### [What the task requires]
In the Spark Streaming thread below, why does the numbered point about the OOM error ask for the cause shown in the log message or stack trace? Answer in one to three sentences.

### [Given passage]

(begin)

Re: Spark Streaming: Custom Receiver OOM consistently

2017-05-23 Thread Manish Malhotra
Thanks !

On Mon, May 22, 2017 at 5:58 PM kant kodali <kanth...@gmail.com> wrote:

> Well there are few things here.
>
> 1. What is the Spark Version?
>
cdh 1.6

2. You said there is OOM error but what is the cause that appears in the
> log message or stack trace? OOM can happen for various reasons and JVM
> usually specifies the cause in the error message.
>
GC heap reached. Will send some logs as well.

>
> 3. What is the driver and executor memory?
>
Driver : 4g
Executor: 40g

> 4. What is the receive throughput per second and what is the data size of
> an average message?
>
Msg size : 2KB
1/sec per receiver. Running 2 receivers.

5. What OS you are using ?
>

Red hat Linux.

StorageLevel.MEMORY_AND_DISK_SER_2 This means that after the receiver
> receives the data is replicated across worker nodes.
>
yes but after batch is finished or after few batches receiver and worker
nodes should discard the old data ?


>
>
>
> On Mon, May 22, 2017 at 5:20 PM, Manish Malhotra <
> manish.malhotra.w...@gmail.com> wrote:
>
>> thanks Alonso,
>>
>> Sorry, but there are some security reservations.

(end)

### [Supplied entries]
(begin)

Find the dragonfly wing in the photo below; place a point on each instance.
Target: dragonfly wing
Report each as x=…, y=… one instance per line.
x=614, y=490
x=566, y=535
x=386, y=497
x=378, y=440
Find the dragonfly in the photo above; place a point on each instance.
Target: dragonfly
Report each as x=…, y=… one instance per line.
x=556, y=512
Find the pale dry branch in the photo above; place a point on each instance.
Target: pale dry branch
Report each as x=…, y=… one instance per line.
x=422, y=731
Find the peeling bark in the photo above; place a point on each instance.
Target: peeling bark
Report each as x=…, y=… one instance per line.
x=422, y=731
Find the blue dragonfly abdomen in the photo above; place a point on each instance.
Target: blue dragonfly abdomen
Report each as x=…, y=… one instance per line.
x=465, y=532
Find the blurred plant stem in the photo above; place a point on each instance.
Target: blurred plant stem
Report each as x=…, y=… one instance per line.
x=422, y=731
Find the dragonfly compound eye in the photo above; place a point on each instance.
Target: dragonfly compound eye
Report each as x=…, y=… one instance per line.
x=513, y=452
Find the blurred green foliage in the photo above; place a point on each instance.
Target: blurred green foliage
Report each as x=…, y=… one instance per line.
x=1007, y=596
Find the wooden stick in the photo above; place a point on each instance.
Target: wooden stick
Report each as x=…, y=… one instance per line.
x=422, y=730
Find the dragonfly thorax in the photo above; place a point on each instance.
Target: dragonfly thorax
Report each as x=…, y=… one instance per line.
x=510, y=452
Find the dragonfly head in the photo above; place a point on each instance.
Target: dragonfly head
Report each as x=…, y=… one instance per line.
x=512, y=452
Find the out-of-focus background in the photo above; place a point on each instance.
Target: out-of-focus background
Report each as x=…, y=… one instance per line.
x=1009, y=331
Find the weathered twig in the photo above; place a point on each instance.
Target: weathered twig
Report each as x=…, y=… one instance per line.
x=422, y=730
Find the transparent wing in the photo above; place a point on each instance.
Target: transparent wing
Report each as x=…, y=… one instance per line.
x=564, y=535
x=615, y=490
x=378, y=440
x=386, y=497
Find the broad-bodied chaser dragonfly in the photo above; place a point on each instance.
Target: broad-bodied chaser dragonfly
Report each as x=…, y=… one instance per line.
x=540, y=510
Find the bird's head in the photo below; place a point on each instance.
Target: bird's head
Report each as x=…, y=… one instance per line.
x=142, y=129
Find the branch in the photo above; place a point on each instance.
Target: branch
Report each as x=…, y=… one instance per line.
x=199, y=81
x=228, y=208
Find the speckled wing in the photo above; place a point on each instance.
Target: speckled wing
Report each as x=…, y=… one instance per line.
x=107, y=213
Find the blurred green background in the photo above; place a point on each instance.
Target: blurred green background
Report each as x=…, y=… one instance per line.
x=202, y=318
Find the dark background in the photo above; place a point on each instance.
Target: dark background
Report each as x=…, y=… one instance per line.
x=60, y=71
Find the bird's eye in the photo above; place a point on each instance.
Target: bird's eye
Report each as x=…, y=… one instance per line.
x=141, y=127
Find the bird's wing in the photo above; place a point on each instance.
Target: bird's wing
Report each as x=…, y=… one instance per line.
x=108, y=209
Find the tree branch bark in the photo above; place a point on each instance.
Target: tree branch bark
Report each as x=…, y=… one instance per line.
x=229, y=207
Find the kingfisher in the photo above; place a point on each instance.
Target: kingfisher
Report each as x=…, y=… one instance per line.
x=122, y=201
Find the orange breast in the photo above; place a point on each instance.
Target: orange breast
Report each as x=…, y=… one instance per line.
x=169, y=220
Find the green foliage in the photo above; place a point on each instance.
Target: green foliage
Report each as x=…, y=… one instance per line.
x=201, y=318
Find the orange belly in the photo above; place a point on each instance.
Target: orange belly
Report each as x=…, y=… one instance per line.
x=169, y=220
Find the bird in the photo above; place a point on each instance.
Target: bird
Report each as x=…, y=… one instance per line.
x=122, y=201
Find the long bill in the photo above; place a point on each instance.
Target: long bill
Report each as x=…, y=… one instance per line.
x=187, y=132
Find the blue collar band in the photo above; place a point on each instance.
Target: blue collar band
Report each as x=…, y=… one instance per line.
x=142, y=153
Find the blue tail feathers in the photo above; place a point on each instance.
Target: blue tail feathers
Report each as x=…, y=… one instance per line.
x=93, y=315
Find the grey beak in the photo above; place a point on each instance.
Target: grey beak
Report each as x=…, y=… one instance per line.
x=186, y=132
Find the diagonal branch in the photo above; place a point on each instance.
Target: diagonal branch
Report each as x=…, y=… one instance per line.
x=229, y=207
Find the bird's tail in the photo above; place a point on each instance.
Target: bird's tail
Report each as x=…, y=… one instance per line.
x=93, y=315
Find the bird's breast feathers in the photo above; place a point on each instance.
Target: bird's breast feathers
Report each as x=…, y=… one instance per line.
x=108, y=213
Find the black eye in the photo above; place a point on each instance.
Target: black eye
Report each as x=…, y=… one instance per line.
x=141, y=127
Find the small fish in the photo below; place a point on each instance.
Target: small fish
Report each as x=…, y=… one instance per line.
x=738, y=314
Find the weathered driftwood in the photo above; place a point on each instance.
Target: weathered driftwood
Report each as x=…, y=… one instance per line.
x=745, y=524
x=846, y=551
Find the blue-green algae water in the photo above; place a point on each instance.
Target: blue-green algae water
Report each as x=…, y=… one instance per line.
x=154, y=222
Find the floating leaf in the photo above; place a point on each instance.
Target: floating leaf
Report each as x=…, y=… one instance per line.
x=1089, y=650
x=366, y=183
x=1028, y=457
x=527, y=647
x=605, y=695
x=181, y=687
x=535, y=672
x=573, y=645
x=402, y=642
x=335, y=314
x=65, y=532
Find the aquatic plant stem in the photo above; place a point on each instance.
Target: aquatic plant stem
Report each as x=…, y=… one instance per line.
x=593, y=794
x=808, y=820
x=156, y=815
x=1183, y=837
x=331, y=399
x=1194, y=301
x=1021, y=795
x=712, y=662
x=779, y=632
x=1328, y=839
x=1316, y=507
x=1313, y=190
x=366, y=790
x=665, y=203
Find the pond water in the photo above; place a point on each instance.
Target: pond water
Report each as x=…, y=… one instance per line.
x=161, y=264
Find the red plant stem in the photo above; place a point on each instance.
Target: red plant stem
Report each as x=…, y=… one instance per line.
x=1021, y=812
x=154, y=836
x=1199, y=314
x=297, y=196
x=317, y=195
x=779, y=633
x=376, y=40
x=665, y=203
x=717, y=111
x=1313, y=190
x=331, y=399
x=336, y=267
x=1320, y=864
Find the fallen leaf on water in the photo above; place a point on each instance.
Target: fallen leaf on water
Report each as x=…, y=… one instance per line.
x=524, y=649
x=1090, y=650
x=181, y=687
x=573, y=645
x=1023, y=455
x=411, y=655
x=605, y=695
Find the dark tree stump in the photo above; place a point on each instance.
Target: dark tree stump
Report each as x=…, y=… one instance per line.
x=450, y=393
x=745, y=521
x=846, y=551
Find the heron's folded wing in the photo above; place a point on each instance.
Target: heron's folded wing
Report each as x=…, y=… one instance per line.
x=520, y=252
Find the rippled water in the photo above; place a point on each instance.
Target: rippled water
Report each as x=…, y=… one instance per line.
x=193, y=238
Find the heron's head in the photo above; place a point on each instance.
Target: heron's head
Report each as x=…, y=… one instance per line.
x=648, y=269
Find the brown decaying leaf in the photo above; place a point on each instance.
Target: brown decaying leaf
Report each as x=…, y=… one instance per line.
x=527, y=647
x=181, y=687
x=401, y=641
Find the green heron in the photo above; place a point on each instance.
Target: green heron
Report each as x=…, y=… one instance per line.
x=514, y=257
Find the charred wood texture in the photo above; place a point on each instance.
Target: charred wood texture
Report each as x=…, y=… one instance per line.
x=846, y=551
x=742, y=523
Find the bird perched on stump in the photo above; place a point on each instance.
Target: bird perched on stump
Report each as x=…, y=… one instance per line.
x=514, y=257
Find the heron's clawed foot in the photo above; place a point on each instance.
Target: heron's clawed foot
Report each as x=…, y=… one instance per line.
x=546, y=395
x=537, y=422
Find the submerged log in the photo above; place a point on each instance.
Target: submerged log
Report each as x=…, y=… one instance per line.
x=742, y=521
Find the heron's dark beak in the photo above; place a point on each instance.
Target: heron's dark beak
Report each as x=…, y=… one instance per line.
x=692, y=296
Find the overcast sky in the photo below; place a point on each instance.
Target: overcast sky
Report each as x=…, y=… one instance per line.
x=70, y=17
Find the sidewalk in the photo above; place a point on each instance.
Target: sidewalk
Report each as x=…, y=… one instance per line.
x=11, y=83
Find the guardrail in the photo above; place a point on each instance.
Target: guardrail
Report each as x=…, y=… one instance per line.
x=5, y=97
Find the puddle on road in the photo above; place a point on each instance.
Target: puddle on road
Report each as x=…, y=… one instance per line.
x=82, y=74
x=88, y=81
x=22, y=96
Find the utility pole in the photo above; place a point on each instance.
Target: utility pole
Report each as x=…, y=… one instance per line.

(end)

### [Problem solution]
An OOM error can happen for various reasons, and the JVM usually states the specific cause in its error message. The log or stack trace would therefore show which cause applies.